- _TASK ITEM_:
Within the entries below, the lines from the one with "Where can the sandy" through the one with "Where can the paved" are to be set down exactly, both ends kept.

• • • •

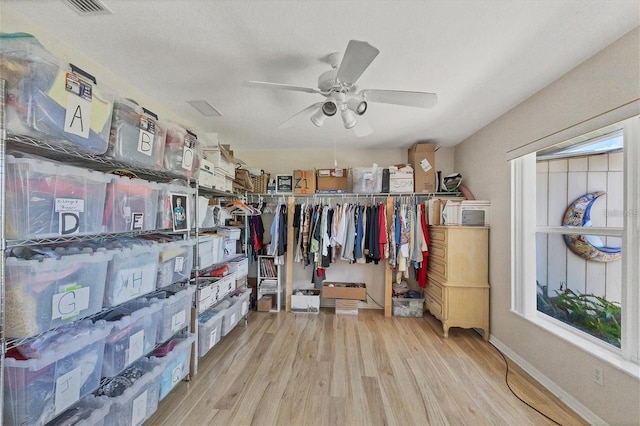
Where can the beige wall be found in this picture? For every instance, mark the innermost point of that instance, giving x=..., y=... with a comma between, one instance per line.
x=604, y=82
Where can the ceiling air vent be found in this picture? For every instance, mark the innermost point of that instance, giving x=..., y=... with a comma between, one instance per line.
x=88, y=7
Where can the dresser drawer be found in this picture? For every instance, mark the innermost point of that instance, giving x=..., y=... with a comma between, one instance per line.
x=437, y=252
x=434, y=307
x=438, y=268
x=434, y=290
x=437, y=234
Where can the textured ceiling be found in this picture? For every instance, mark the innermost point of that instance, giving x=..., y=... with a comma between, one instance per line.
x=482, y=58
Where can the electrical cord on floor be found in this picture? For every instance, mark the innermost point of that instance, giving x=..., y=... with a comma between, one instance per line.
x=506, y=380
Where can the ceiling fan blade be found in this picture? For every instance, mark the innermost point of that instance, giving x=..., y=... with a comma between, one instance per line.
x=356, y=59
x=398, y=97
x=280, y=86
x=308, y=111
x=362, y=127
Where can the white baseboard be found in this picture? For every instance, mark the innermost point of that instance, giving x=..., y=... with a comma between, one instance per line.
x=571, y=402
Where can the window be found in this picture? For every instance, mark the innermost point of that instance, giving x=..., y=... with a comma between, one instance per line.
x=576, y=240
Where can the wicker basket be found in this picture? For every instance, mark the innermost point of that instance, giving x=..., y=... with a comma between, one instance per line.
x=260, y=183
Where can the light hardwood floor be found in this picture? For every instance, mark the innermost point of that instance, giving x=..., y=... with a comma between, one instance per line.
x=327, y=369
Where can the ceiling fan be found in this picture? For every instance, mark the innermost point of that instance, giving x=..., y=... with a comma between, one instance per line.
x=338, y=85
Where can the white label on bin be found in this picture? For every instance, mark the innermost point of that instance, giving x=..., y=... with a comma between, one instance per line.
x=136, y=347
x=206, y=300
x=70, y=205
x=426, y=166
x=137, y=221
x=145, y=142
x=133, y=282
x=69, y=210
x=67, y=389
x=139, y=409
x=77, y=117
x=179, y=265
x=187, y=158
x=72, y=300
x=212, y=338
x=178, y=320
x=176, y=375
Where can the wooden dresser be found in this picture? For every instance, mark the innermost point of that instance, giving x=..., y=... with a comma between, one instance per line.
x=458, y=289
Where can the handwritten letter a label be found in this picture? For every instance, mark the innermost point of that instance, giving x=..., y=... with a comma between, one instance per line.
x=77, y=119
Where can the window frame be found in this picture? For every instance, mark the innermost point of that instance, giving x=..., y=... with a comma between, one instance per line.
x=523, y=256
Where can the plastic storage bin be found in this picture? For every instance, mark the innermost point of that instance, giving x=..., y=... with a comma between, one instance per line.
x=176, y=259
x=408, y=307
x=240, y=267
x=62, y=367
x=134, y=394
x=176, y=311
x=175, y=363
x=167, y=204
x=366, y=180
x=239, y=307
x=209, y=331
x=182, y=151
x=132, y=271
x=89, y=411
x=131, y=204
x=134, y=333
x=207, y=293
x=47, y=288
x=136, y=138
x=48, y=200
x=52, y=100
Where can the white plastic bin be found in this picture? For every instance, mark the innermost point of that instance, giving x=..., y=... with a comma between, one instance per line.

• • • •

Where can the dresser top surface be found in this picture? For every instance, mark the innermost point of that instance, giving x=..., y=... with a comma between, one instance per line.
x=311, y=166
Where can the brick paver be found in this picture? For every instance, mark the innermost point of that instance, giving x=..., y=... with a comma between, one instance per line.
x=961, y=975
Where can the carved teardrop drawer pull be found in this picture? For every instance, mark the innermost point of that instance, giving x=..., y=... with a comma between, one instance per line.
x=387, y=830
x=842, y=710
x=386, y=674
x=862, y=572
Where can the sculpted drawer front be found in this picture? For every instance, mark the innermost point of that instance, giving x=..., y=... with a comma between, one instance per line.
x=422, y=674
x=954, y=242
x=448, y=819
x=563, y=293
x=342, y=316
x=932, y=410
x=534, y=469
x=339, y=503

• • • •

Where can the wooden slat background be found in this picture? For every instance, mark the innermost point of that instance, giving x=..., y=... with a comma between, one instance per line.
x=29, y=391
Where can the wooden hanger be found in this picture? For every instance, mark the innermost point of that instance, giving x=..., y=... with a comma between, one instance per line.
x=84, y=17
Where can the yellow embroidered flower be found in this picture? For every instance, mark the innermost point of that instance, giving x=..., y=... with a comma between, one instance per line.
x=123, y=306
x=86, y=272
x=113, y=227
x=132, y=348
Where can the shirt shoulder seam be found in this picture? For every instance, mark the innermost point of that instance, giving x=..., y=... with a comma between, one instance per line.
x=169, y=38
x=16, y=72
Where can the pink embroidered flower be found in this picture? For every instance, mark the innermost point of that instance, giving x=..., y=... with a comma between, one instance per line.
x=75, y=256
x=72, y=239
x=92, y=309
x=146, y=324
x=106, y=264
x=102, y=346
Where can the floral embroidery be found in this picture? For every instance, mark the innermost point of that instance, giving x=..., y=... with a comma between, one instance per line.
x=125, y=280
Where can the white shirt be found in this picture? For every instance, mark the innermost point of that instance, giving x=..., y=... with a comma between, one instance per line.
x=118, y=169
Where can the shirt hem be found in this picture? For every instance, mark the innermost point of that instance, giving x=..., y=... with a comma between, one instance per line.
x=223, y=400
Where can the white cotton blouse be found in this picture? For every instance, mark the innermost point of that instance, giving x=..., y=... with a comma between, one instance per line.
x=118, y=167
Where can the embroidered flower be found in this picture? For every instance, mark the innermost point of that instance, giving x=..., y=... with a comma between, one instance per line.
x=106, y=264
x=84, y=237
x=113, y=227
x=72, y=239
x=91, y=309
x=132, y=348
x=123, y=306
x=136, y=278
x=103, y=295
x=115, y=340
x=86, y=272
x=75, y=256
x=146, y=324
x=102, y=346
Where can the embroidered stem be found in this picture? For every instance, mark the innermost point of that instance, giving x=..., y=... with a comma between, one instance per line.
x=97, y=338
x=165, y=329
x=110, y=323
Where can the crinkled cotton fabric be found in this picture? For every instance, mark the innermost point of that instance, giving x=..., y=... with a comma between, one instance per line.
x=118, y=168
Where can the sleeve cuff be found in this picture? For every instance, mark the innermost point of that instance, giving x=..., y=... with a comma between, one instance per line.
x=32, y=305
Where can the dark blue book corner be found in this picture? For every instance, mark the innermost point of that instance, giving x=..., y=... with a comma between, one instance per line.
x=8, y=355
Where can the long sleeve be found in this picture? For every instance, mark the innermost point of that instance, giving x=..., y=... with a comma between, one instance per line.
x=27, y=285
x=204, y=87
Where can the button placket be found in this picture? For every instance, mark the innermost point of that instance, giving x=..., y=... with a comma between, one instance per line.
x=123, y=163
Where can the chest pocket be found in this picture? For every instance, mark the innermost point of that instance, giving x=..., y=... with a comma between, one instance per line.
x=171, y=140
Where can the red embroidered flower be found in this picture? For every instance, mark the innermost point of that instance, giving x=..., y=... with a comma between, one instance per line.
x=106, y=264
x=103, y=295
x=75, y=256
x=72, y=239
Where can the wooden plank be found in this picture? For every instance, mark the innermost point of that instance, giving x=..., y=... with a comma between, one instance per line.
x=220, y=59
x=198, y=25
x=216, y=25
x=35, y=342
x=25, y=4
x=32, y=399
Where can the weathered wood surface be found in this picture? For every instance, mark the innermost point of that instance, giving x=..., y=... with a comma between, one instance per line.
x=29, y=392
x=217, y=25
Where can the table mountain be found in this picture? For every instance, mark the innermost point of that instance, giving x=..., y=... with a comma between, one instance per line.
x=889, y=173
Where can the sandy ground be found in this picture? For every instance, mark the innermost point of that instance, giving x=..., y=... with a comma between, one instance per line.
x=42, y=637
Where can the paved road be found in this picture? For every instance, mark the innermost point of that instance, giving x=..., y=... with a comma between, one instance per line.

• • • •

- _TASK SOLUTION_:
Where can the sandy ground be found in this picture? For every instance, mark the innermost point of that instance, giving x=..., y=... with a comma between, one instance per line.
x=42, y=637
Where can the paved road be found in this picture? For every instance, mark the innermost point of that instance, giving x=..., y=... with a comma between, one instance per line.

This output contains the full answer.